— Begin Task input —

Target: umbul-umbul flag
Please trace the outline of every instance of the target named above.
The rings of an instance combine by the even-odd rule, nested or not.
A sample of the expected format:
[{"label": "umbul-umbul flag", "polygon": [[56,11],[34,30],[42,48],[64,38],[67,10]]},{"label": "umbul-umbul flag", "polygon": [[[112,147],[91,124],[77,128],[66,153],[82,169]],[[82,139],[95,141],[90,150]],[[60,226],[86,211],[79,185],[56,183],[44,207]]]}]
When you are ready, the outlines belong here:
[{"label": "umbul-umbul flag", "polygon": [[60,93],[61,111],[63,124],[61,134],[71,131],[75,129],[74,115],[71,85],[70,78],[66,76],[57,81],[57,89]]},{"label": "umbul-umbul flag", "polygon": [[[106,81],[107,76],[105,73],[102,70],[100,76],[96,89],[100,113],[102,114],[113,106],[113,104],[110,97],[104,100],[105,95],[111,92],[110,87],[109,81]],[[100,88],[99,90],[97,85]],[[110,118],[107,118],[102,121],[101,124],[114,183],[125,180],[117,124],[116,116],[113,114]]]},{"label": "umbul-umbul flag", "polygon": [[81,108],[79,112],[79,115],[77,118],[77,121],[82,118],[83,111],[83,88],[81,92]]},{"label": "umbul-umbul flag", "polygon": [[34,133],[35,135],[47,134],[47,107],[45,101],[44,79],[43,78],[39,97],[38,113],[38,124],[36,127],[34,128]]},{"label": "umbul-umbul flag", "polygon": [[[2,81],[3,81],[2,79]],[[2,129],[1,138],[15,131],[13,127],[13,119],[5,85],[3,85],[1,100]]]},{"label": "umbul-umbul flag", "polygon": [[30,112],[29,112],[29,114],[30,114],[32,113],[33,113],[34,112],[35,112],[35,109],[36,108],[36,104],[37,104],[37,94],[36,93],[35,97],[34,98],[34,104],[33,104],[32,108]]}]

— End Task input —

### [Short exercise]
Rewrite the data above with "trace" changed to "mark" and everything else left as it is.

### [Exercise answer]
Target: umbul-umbul flag
Please mark the outline of every instance of the target named above.
The rings of an instance combine by the even-odd rule, nested or not.
A sample of the expected format:
[{"label": "umbul-umbul flag", "polygon": [[56,11],[34,30],[42,48],[64,38],[67,10]]},{"label": "umbul-umbul flag", "polygon": [[[112,147],[91,124],[77,128],[66,153],[82,169]],[[82,139],[95,141],[90,150]],[[60,226],[86,211],[79,185],[56,183],[44,207]]]}]
When you are ready, the outlines belong here:
[{"label": "umbul-umbul flag", "polygon": [[60,93],[61,111],[63,124],[61,134],[71,131],[75,129],[74,115],[71,85],[70,78],[66,76],[57,81],[57,89]]},{"label": "umbul-umbul flag", "polygon": [[[106,81],[107,76],[105,73],[102,70],[100,76],[96,89],[100,113],[102,114],[113,106],[113,104],[110,97],[104,100],[105,95],[111,92],[110,87],[109,81]],[[100,88],[99,90],[97,85]],[[110,118],[107,118],[102,121],[101,124],[114,183],[125,180],[117,124],[116,116],[113,114]]]},{"label": "umbul-umbul flag", "polygon": [[81,108],[79,112],[79,115],[77,118],[77,121],[82,118],[83,111],[83,88],[81,92]]},{"label": "umbul-umbul flag", "polygon": [[34,133],[35,135],[47,134],[47,107],[45,101],[44,79],[43,78],[39,97],[38,113],[38,124],[36,127],[34,128]]},{"label": "umbul-umbul flag", "polygon": [[[2,81],[3,81],[2,79]],[[2,129],[1,138],[15,131],[13,127],[13,119],[5,85],[3,85],[1,100]]]},{"label": "umbul-umbul flag", "polygon": [[30,112],[29,112],[29,114],[30,114],[32,113],[33,113],[34,112],[35,112],[35,109],[36,108],[36,104],[37,104],[37,94],[36,93],[35,97],[34,98],[34,104],[33,104],[32,108]]}]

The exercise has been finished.